***** DATA *****
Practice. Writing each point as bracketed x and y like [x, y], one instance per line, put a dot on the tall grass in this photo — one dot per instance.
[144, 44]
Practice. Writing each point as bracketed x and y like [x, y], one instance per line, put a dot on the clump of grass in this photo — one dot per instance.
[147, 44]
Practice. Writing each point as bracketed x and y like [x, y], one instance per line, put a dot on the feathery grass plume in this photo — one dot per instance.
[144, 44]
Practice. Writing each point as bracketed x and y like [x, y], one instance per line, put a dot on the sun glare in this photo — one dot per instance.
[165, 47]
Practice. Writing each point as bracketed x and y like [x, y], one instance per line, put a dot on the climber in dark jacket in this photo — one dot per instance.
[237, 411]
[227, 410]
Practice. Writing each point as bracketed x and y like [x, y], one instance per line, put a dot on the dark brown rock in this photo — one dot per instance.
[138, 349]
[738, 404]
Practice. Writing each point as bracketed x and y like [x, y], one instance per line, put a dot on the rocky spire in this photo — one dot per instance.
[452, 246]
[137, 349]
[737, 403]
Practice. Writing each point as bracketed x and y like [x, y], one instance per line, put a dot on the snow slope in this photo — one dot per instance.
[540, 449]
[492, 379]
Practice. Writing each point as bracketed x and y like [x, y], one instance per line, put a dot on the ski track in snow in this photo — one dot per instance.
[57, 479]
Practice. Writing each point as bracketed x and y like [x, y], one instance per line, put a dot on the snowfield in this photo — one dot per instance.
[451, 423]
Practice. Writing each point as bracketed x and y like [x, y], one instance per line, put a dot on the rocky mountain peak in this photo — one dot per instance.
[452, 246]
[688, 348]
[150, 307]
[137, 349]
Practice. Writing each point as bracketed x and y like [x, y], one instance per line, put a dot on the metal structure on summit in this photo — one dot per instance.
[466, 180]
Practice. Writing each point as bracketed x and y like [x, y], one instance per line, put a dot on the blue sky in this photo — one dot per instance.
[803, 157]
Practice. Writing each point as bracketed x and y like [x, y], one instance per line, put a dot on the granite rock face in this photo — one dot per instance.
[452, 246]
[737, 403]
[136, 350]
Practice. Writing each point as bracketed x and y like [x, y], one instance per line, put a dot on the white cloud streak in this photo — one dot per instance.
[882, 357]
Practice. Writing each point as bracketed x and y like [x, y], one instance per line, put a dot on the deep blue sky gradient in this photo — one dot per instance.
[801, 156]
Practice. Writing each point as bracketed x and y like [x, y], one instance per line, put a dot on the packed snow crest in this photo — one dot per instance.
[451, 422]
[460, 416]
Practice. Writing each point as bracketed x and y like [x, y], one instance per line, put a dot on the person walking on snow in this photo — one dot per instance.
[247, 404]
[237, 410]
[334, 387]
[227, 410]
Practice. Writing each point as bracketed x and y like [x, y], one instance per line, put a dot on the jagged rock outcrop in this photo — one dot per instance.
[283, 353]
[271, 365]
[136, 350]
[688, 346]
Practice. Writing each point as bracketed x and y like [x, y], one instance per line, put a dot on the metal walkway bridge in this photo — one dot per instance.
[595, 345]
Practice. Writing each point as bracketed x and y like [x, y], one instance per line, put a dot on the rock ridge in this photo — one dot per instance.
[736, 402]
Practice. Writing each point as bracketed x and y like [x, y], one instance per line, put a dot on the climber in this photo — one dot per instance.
*****
All of the data above needs to be retyped exactly, with each line as it stands.

Practice. Writing each point as bracketed x and y like [x, y], one instance per line, put a dot on the tall grass in this photo — one dot per instance.
[144, 44]
Practice. Writing each point as bracketed x and y like [x, y], one instance per line, put a dot on the clump of grass in this photo — one dot per instance.
[147, 44]
Practice. Writing each point as bracketed x and y like [x, y], one instance per line, put a dot on the feathery grass plume in this photo — one dot per instance.
[144, 44]
Practice. Writing each point as bracketed x and y like [x, y], one instance per line, put a dot on the sun glare in this photo — one dot per instance.
[165, 47]
Practice. Writing each point as bracketed x and y like [x, y], one instance per line, put a dot on the climber in dark jacket in this photo — one dot per instance.
[237, 411]
[227, 410]
Practice. Writing each point as bracketed x and y like [x, y], one instance per line, put a dot on the dark brown rock in this photo — one dot per instance.
[138, 349]
[738, 404]
Practice. Writing each point as bracketed x and y like [x, y], one instance per line, put a dot on the rocky spire in this photo — one dot per instance.
[452, 246]
[137, 349]
[737, 403]
Practice. Writing each point as bracketed x and y like [x, y], one instance per line, put a dot on the snow slope in this photo — one dot per instance.
[540, 449]
[492, 379]
Practice. Writing each point as bracketed x and y like [x, y], one instance per line, put a dot on the ski track in snow in this photo — one dot per instance.
[57, 479]
Practice. Writing each point as bracketed x and y like [x, y], one instance per line, put a dot on the snowfield in this photo — one dot per instance.
[451, 423]
Practice. Writing each point as bracketed x and y like [x, y], one instance per line, put a dot on the rocky mountain peak in this photo — one dot per instance.
[452, 246]
[688, 348]
[150, 307]
[137, 349]
Practice. Writing each point as bracketed x and y like [x, y], one instance per line, put a dot on the metal structure on summit in this photo — one dot per instance.
[466, 180]
Practice. Writing each point as bracketed x and y like [x, y], one instance per line, put a dot on the blue sky in this photo — one dot per instance.
[803, 157]
Practice. Writing each point as bracketed x and y like [x, y], one instance per line, put a dot on the granite rock face in this photo — one dot per instance.
[452, 246]
[737, 403]
[136, 350]
Practice. Writing each point as bracketed x and y like [x, y], one instance per line, put a dot on the white cloud streak in this photo — one dot per instance.
[882, 357]
Practice. Writing each point as bracketed x and y like [x, y], one instance per line, put a dot on the deep blue sky gradient in this photo — one dot per instance.
[801, 156]
Practice. Writing each point as bracketed x and y like [x, y], one instance per line, put a dot on the packed snow crest in this photo — one dot per instance.
[451, 422]
[460, 416]
Practice. Writing each point as bracketed x and y like [x, y], one instance per line, put a dot on the person walking on snow in this photo — one dot per instance.
[247, 404]
[237, 410]
[334, 387]
[227, 410]
Practice. Writing each point as bracketed x and y like [x, y], one instance per line, put a dot on the jagged rock outcrop in this photo — one dot per instance.
[283, 353]
[271, 365]
[136, 350]
[688, 346]
Practice. Writing each point as bracketed x and y like [x, y], one instance per line, put a dot on the metal walkway bridge in this photo — one dot per instance.
[595, 345]
Practice. Writing each point as bracketed x and y like [x, y], one instance per line, put a dot on the rock ridge in this photo — one dot per instance.
[736, 402]
Practice. Writing each point as bracketed x and y like [x, y], one instance per line, put a dot on the climber in this photo — one dot per instance.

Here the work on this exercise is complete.